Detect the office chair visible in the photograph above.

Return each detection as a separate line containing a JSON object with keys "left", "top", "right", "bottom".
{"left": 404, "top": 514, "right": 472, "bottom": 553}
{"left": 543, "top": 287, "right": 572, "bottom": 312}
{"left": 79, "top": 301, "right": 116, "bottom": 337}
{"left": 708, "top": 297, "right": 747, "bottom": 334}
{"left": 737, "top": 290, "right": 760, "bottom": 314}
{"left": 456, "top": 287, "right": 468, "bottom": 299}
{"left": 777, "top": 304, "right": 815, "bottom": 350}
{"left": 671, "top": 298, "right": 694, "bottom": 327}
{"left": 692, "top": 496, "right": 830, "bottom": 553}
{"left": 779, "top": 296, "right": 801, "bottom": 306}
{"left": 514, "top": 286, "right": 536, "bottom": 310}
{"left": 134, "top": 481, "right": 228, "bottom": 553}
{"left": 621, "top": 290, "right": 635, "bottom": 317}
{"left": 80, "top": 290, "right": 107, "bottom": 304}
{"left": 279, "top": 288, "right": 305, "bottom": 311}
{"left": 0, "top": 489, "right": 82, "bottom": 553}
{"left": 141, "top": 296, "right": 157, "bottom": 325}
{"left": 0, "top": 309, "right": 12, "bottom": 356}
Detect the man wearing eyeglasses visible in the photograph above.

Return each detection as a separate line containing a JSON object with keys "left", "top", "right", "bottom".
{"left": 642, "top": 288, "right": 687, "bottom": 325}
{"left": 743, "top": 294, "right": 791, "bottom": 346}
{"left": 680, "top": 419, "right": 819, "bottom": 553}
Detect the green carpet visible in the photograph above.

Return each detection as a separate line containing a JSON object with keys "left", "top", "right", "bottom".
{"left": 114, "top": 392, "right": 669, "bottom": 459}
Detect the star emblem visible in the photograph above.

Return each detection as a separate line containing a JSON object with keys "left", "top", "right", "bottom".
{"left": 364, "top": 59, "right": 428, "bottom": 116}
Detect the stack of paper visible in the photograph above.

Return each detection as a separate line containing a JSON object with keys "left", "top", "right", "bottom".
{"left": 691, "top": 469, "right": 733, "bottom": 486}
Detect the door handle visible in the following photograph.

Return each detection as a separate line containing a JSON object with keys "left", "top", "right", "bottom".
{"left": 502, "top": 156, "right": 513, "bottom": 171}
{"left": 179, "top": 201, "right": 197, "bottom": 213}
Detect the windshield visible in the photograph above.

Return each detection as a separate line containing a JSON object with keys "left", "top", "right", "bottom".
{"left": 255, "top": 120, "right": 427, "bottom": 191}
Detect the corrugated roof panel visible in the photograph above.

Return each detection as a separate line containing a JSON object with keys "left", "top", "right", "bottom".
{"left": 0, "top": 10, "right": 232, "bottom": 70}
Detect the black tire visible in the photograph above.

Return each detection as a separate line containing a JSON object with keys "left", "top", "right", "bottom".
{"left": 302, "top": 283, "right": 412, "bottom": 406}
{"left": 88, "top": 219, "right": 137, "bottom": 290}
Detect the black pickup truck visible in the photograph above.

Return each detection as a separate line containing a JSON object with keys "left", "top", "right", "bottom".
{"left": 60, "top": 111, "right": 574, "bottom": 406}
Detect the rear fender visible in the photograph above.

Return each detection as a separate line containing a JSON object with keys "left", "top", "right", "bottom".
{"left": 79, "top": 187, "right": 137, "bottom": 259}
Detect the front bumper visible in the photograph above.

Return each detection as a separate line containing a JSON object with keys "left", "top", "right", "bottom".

+++

- **Exercise instructions**: Everything in the material should be repeated exactly as written.

- **Reply**:
Detect the office chair visible in the photograph above.

Return each detection as a separate line containing a JSON object with keys "left", "top", "right", "bottom".
{"left": 404, "top": 514, "right": 472, "bottom": 553}
{"left": 543, "top": 287, "right": 572, "bottom": 312}
{"left": 79, "top": 301, "right": 116, "bottom": 337}
{"left": 708, "top": 297, "right": 747, "bottom": 334}
{"left": 737, "top": 290, "right": 760, "bottom": 314}
{"left": 456, "top": 287, "right": 468, "bottom": 299}
{"left": 777, "top": 304, "right": 815, "bottom": 350}
{"left": 671, "top": 298, "right": 694, "bottom": 327}
{"left": 692, "top": 496, "right": 830, "bottom": 553}
{"left": 779, "top": 296, "right": 801, "bottom": 306}
{"left": 514, "top": 286, "right": 536, "bottom": 310}
{"left": 134, "top": 481, "right": 228, "bottom": 553}
{"left": 621, "top": 290, "right": 635, "bottom": 317}
{"left": 80, "top": 290, "right": 107, "bottom": 304}
{"left": 279, "top": 288, "right": 305, "bottom": 311}
{"left": 0, "top": 489, "right": 82, "bottom": 553}
{"left": 141, "top": 296, "right": 157, "bottom": 325}
{"left": 0, "top": 309, "right": 12, "bottom": 356}
Detect the man wearing eyeglasses visible in the photograph above.

Return each detection as a separate line containing a JSON object with keys "left", "top", "right", "bottom".
{"left": 642, "top": 288, "right": 687, "bottom": 325}
{"left": 743, "top": 294, "right": 791, "bottom": 346}
{"left": 680, "top": 419, "right": 819, "bottom": 553}
Detect the green carpet visible in the photograph above.

Return each detection as a separate line containing a JSON object with keys "left", "top", "right", "bottom".
{"left": 114, "top": 392, "right": 669, "bottom": 459}
Detect the star emblem visible in the photograph above.

Return each detection as a separate line containing a JSON object with keys "left", "top", "right", "bottom".
{"left": 364, "top": 59, "right": 428, "bottom": 116}
Detect the stack of paper visible in the photograph above.

Return each detection as a separate line containing a JSON object with keys "left", "top", "right", "bottom".
{"left": 691, "top": 469, "right": 733, "bottom": 486}
Detect the door handle visible in the following photograph.

Return each detection as a separate line containing a JSON object with keys "left", "top", "right", "bottom".
{"left": 502, "top": 156, "right": 513, "bottom": 171}
{"left": 179, "top": 201, "right": 197, "bottom": 213}
Detect the windshield visible in the photograph above.

Return each detection as a separate line containing a JSON object with keys "left", "top", "right", "bottom".
{"left": 255, "top": 120, "right": 427, "bottom": 191}
Detect the corrugated roof panel visible in the photograph above.

Return each detection as a separate line containing a JSON object with keys "left", "top", "right", "bottom".
{"left": 0, "top": 10, "right": 232, "bottom": 70}
Detect the black tire visible in the photograph above.

Return each detection as a separate line containing a JSON object with keys "left", "top", "right", "bottom".
{"left": 302, "top": 283, "right": 412, "bottom": 406}
{"left": 88, "top": 219, "right": 137, "bottom": 290}
Detect the black pickup truck visible in the photograph above.

Return each detection as a separate line containing a JSON object with keys "left", "top", "right", "bottom".
{"left": 60, "top": 111, "right": 574, "bottom": 406}
Detect the rear fender visible in the photograph above.

Return each detection as a separate line containing a JSON object with keys "left", "top", "right", "bottom".
{"left": 79, "top": 187, "right": 137, "bottom": 259}
Detect the front bumper visible in the photograph above.

Return each detection as a separate line containing a JSON object with keys "left", "top", "right", "bottom".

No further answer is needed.